FILE - In this March 15, 2017, file photo, a sign marks a pick-up point for the Uber car service at LaGuardia Airport in New York. (AP Photo/Seth Wenig, File)

At 17 days, today ties the length of the second longest government shutdown in U.S. history.

As it drags on, hundreds of thousands of federal workers are trying to figure out how to make ends meet, and in some cases changing spending habits.

Rideshare driver Cliff Monroe has made more than 10,000 trips, but three weeks into the government shutdown, he says business has come to a screeching hault.

"Whenever the government is shutdown, it really affects us," Monroe told ABC7 News Monday.

The drivers we talked to say their bread and butter are tourists and government workers.

“We don’t know what to do the next three weeks... or months," said rideshare driver Anastasia Njenta.

But now, some of 800,000 government workers who are not being paid are getting behind the wheel to make an extra buck.

"With the government shutdown, you have more people working for the government doing Uber, and for the full-time Uber drivers, that is really affecting us too, and our money," said rideshare driver Nate Murrell.

Negotiations about the border wall are going nowhere, so President Donald Trump is looking at declaring a national emergency to bypass Congress and use $5.7 billion from military funds to build the wall.

Democrats warn that could lead to a court battle and they’re demanding the government be re-opened before they continue negotiations.

Until both sides figure it out, Monroe is staying positive.

"Life has its curves and straight lines—you got to take the bitter with the sweet," said Monroe.
========
▸ TASK BRIEF:
Copy the shutdown report from "Negotiations about the" to "they continue negotiations.", swapping "national emergency" for "state of emergency".

▸ MATERIAL SHOWN:
========
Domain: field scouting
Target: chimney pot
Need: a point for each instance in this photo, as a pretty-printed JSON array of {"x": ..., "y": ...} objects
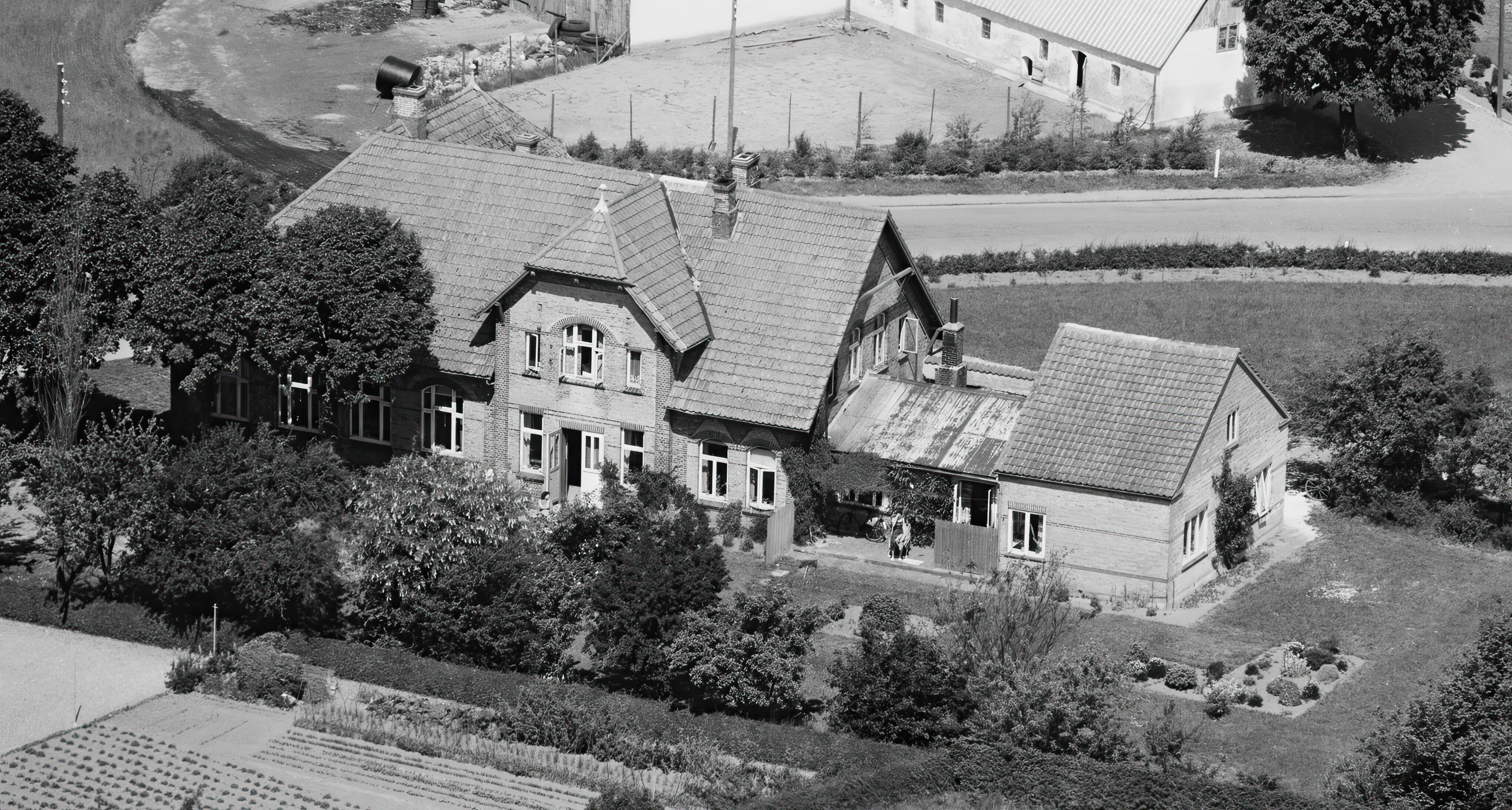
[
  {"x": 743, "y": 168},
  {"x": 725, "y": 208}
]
========
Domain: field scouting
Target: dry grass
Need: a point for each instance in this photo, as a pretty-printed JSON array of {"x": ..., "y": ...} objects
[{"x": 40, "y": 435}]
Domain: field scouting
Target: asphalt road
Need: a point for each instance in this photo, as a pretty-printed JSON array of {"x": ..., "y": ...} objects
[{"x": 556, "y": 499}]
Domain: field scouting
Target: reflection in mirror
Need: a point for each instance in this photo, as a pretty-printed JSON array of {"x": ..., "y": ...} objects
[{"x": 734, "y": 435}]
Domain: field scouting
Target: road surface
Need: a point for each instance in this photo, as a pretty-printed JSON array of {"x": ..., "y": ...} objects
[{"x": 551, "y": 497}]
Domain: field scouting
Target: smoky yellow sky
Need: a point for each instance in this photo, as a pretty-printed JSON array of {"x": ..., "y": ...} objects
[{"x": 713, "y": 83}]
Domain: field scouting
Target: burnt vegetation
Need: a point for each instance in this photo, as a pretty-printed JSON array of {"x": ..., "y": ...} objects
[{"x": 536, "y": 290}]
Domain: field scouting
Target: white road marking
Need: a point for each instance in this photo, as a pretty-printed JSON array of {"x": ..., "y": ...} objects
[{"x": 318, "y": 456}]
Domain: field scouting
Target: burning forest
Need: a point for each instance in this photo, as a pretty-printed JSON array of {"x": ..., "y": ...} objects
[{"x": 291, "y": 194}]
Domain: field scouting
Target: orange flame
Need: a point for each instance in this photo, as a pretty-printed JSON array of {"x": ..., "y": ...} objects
========
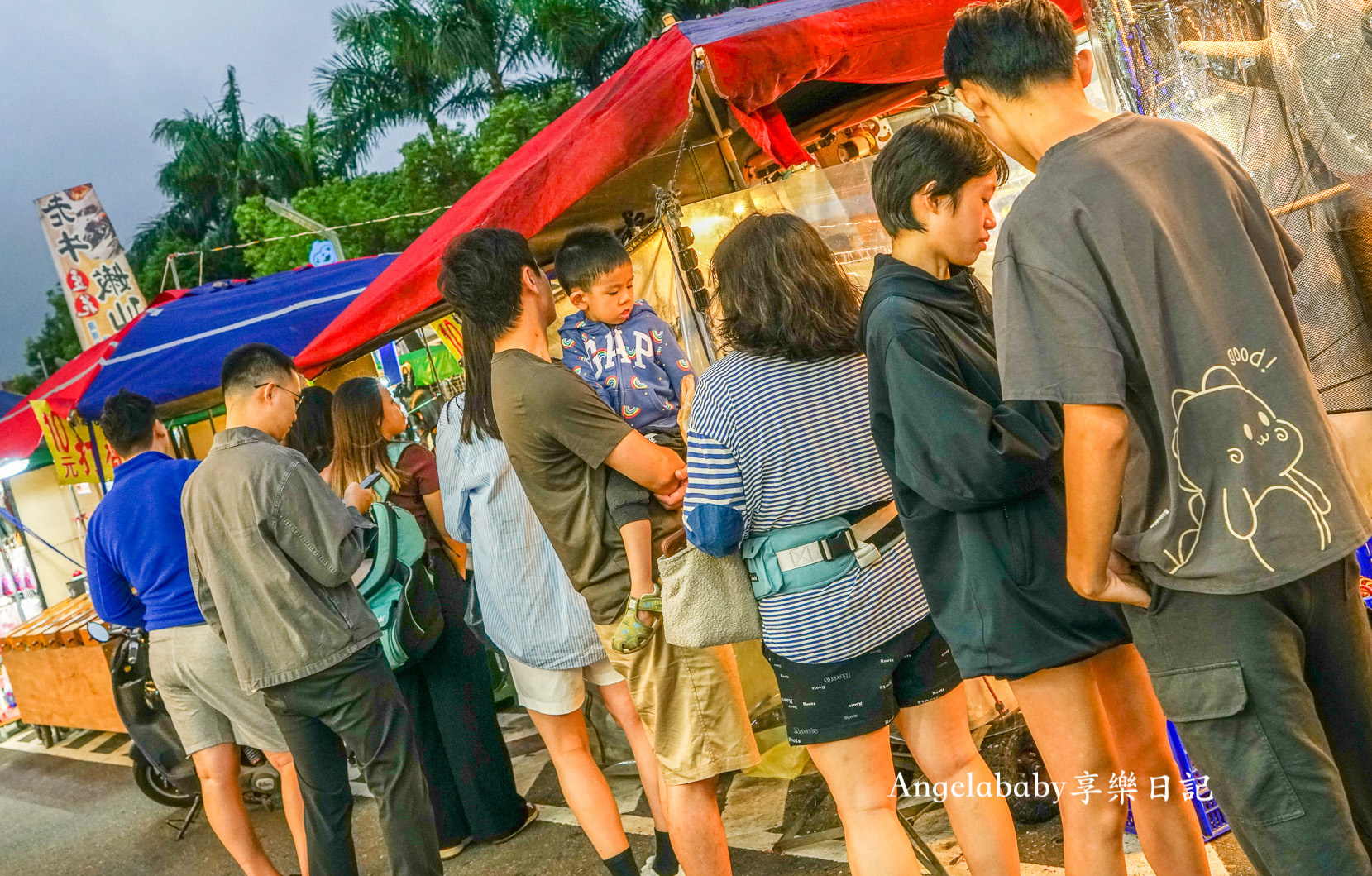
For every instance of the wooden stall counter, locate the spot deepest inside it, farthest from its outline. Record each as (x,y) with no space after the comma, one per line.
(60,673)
========
▸ RESPONSE TO THIS EXERCISE:
Negotiations about the border wall are going nowhere, so President Donald Trump is looking at declaring a state of emergency to bypass Congress and use $5.7 billion from military funds to build the wall.

Democrats warn that could lead to a court battle and they’re demanding the government be re-opened before they continue negotiations.